Saved entries:
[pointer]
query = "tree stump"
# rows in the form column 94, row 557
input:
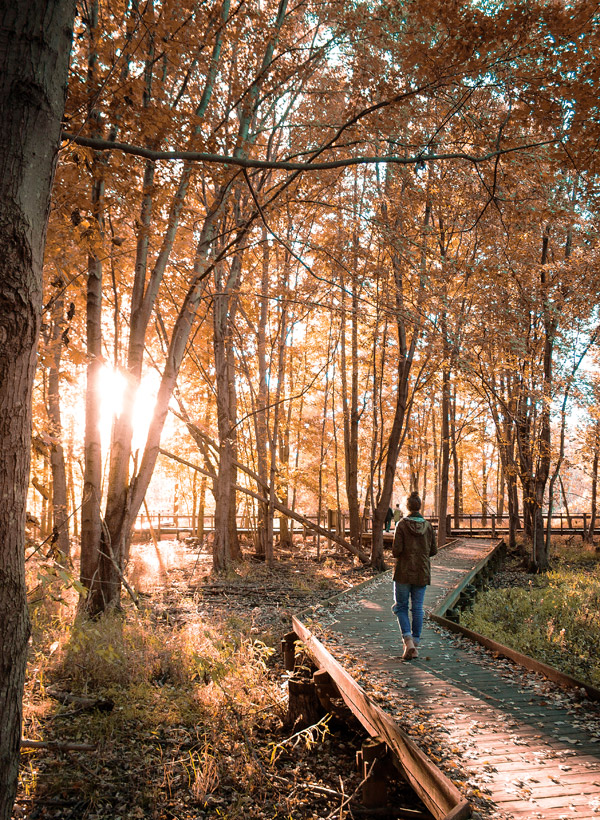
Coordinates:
column 304, row 708
column 375, row 770
column 288, row 650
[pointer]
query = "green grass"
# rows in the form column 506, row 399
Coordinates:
column 556, row 619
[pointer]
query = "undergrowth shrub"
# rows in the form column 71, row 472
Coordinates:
column 556, row 619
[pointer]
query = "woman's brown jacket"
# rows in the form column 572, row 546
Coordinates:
column 414, row 544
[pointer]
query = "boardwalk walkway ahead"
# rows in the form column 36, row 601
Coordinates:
column 521, row 746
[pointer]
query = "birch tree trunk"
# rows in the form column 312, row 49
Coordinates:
column 33, row 73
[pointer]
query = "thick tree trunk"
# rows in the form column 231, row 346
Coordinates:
column 91, row 520
column 351, row 417
column 33, row 71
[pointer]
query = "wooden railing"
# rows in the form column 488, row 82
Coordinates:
column 162, row 523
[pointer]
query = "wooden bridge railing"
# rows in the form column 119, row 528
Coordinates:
column 336, row 521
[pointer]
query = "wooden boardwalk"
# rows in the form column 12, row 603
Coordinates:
column 523, row 748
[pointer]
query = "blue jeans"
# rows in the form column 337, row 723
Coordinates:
column 402, row 594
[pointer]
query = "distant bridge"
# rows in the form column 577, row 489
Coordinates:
column 471, row 524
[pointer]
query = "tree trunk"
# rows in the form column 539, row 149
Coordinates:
column 594, row 500
column 33, row 72
column 351, row 414
column 60, row 518
column 444, row 458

* Task item
Omit all images when repeating the data above exactly.

* Response to this task
[pointer]
query = "tree stump"
# rows in the form column 94, row 557
input:
Coordinates:
column 304, row 708
column 375, row 770
column 288, row 650
[pointer]
query = "green grass"
# rows in the form column 506, row 399
Coordinates:
column 556, row 619
[pointer]
query = "undergrowth shrub"
# rows in the form column 71, row 472
Coordinates:
column 556, row 619
[pointer]
query = "woman's brown jacket"
# rows in the form column 572, row 546
Coordinates:
column 414, row 544
[pointer]
query = "boardwalk walkway ahead"
# rows in the form column 36, row 601
Coordinates:
column 521, row 746
[pointer]
query = "birch tree trunk"
# rows in the form column 312, row 49
Coordinates:
column 33, row 73
[pointer]
query = "thick tree trunk"
# rows in the form column 231, row 346
Coordinates:
column 91, row 520
column 351, row 417
column 33, row 71
[pointer]
query = "wooden railing"
# rows in the form column 488, row 82
Coordinates:
column 162, row 523
[pointer]
query = "wooden bridge railing"
# rows in the form column 119, row 528
Coordinates:
column 336, row 521
[pointer]
query = "wooden boardwalk"
# rows in the form column 12, row 603
Coordinates:
column 523, row 748
[pointer]
query = "blue jeans"
# rows in the form column 337, row 723
Coordinates:
column 402, row 594
[pointer]
query = "distant bridge"
# rows in the form column 577, row 489
Coordinates:
column 471, row 524
[pointer]
query = "tree trunk"
# rows in the form column 539, row 149
Coordinates:
column 594, row 500
column 33, row 72
column 351, row 414
column 60, row 518
column 444, row 458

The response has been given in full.